Render every line of the material below as a Markdown table with the columns "Row" and "Entry", numbering the rows in order and leaving out blank lines.

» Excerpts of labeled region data
## start
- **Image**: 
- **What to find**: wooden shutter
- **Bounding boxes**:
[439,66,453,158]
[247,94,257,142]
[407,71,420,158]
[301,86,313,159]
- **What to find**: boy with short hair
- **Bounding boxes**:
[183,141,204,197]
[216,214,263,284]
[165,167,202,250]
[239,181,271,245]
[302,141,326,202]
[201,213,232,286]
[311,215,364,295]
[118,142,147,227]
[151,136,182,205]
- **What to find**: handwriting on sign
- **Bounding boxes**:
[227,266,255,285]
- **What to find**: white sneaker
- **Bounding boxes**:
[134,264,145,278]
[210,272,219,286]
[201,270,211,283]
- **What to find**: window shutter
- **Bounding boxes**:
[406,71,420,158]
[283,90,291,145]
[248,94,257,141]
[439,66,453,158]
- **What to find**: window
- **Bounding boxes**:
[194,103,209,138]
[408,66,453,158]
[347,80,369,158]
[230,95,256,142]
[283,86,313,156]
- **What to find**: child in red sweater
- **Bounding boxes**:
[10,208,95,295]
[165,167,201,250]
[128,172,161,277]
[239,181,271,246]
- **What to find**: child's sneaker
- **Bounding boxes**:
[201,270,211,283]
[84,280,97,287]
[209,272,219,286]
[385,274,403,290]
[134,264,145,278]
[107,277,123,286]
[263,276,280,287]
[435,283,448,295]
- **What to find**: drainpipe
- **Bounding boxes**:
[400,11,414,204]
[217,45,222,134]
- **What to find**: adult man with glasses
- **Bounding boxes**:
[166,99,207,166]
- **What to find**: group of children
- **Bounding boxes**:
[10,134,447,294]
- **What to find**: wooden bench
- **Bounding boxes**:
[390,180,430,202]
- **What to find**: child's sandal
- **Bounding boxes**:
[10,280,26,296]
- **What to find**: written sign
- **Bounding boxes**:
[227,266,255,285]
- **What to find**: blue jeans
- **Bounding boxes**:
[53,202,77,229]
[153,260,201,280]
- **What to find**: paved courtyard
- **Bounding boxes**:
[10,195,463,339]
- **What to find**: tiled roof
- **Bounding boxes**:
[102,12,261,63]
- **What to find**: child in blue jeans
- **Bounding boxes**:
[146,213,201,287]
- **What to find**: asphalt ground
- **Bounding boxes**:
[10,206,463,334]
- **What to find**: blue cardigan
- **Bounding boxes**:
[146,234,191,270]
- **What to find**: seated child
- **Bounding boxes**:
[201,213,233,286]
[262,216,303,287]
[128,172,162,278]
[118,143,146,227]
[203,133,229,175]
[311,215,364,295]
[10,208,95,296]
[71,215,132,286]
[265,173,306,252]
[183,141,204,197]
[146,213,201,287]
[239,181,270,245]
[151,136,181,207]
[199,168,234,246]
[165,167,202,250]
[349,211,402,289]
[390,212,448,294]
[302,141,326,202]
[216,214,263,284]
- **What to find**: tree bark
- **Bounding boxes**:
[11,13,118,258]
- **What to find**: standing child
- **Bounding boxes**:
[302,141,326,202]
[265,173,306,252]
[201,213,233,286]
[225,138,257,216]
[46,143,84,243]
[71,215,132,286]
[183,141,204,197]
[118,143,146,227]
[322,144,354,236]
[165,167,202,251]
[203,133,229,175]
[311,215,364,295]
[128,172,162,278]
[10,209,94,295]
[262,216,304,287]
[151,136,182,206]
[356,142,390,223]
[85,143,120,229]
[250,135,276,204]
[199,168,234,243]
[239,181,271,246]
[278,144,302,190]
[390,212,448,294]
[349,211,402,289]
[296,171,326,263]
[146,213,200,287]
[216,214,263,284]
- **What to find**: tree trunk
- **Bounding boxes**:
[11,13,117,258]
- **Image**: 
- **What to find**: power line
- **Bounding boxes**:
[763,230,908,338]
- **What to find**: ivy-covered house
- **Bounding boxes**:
## end
» Complete output
| Row | Entry |
|---|---|
| 1 | - **Image**:  |
| 2 | - **What to find**: wooden shutter |
| 3 | - **Bounding boxes**: |
| 4 | [439,66,453,158] |
| 5 | [247,94,257,142] |
| 6 | [407,71,420,158] |
| 7 | [301,86,313,159] |
| 8 | - **What to find**: boy with short hair |
| 9 | - **Bounding boxes**: |
| 10 | [183,141,204,197] |
| 11 | [216,214,263,284] |
| 12 | [165,167,202,250] |
| 13 | [239,181,271,245] |
| 14 | [302,141,326,202] |
| 15 | [201,213,232,286] |
| 16 | [311,215,364,295] |
| 17 | [118,142,147,227] |
| 18 | [151,136,182,205] |
| 19 | - **What to find**: handwriting on sign |
| 20 | - **Bounding boxes**: |
| 21 | [227,266,255,285] |
| 22 | - **What to find**: white sneaker |
| 23 | - **Bounding boxes**: |
| 24 | [134,264,145,278] |
| 25 | [210,272,219,286] |
| 26 | [201,270,211,283] |
| 27 | - **What to find**: window shutter |
| 28 | - **Bounding boxes**: |
| 29 | [406,71,420,158] |
| 30 | [283,90,291,145] |
| 31 | [248,94,257,141] |
| 32 | [439,66,453,158] |
| 33 | - **What to find**: window |
| 34 | - **Bounding boxes**: |
| 35 | [194,103,209,138] |
| 36 | [408,66,453,158] |
| 37 | [347,80,369,158] |
| 38 | [230,95,256,142] |
| 39 | [283,86,313,156] |
| 40 | - **What to find**: child in red sweater |
| 41 | - **Bounding boxes**: |
| 42 | [10,208,95,295] |
| 43 | [165,167,201,250] |
| 44 | [128,172,161,277] |
| 45 | [239,181,271,246] |
| 46 | - **What to find**: child's sneaker |
| 47 | - **Bounding boxes**: |
| 48 | [201,270,211,283] |
| 49 | [84,280,97,287] |
| 50 | [209,272,219,286] |
| 51 | [385,274,403,290] |
| 52 | [134,264,145,278] |
| 53 | [107,277,123,286] |
| 54 | [263,276,280,287] |
| 55 | [435,283,448,295] |
| 56 | - **What to find**: drainpipe |
| 57 | - **Bounding boxes**: |
| 58 | [400,11,414,204] |
| 59 | [217,45,222,134] |
| 60 | - **What to find**: adult man with glasses |
| 61 | - **Bounding boxes**: |
| 62 | [166,99,207,166] |
| 63 | - **What to find**: group of children |
| 64 | - **Bounding boxes**: |
| 65 | [10,134,447,294] |
| 66 | - **What to find**: wooden bench |
| 67 | - **Bounding boxes**: |
| 68 | [390,180,430,202] |
| 69 | - **What to find**: child's sandal |
| 70 | - **Bounding boxes**: |
| 71 | [10,280,26,296] |
| 72 | - **What to find**: written sign |
| 73 | - **Bounding boxes**: |
| 74 | [227,266,255,285] |
| 75 | - **What to find**: blue jeans |
| 76 | - **Bounding boxes**: |
| 77 | [53,202,77,229] |
| 78 | [153,260,201,280] |
| 79 | - **What to find**: paved courtyard |
| 80 | - **Bounding boxes**: |
| 81 | [10,195,463,339] |
| 82 | - **What to find**: tiled roof |
| 83 | - **Bounding boxes**: |
| 84 | [102,12,261,63] |
| 85 | - **What to find**: child in blue jeans |
| 86 | - **Bounding boxes**: |
| 87 | [146,213,201,287] |
| 88 | - **What to find**: asphalt ground |
| 89 | - **Bounding boxes**: |
| 90 | [10,206,463,334] |
| 91 | - **What to find**: blue cardigan |
| 92 | - **Bounding boxes**: |
| 93 | [146,234,191,270] |
| 94 | - **What to find**: seated child |
| 95 | - **Bounding boxes**: |
| 96 | [201,213,233,286] |
| 97 | [262,216,303,287] |
| 98 | [128,172,162,278] |
| 99 | [118,143,146,227] |
| 100 | [203,133,229,175] |
| 101 | [311,215,364,295] |
| 102 | [10,208,95,296] |
| 103 | [71,215,132,286] |
| 104 | [265,173,306,252] |
| 105 | [183,141,204,197] |
| 106 | [146,213,201,287] |
| 107 | [239,181,270,245] |
| 108 | [151,136,181,207] |
| 109 | [199,168,234,246] |
| 110 | [165,167,202,250] |
| 111 | [349,211,402,289] |
| 112 | [390,212,448,294] |
| 113 | [302,141,326,202] |
| 114 | [216,214,263,284] |
| 115 | - **What to find**: tree bark |
| 116 | - **Bounding boxes**: |
| 117 | [11,13,118,258] |
| 118 | - **What to find**: standing child |
| 119 | - **Bounding boxes**: |
| 120 | [302,141,326,202] |
| 121 | [265,173,306,252] |
| 122 | [201,213,233,286] |
| 123 | [225,138,257,216] |
| 124 | [46,143,84,243] |
| 125 | [71,215,132,286] |
| 126 | [183,141,204,197] |
| 127 | [118,143,146,227] |
| 128 | [322,144,354,236] |
| 129 | [165,167,202,251] |
| 130 | [203,133,229,175] |
| 131 | [311,215,364,295] |
| 132 | [128,172,162,278] |
| 133 | [10,209,94,295] |
| 134 | [262,216,304,287] |
| 135 | [151,136,182,206] |
| 136 | [356,142,390,223] |
| 137 | [85,143,120,229] |
| 138 | [250,135,276,204] |
| 139 | [199,168,234,243] |
| 140 | [239,181,271,246] |
| 141 | [278,144,302,190] |
| 142 | [390,212,448,294] |
| 143 | [349,211,402,289] |
| 144 | [296,171,326,263] |
| 145 | [146,213,200,287] |
| 146 | [216,214,263,284] |
| 147 | - **What to find**: tree trunk |
| 148 | - **Bounding boxes**: |
| 149 | [11,13,117,258] |
| 150 | - **Image**:  |
| 151 | - **What to find**: power line |
| 152 | - **Bounding boxes**: |
| 153 | [763,230,908,338] |
| 154 | - **What to find**: ivy-covered house |
| 155 | - **Bounding boxes**: |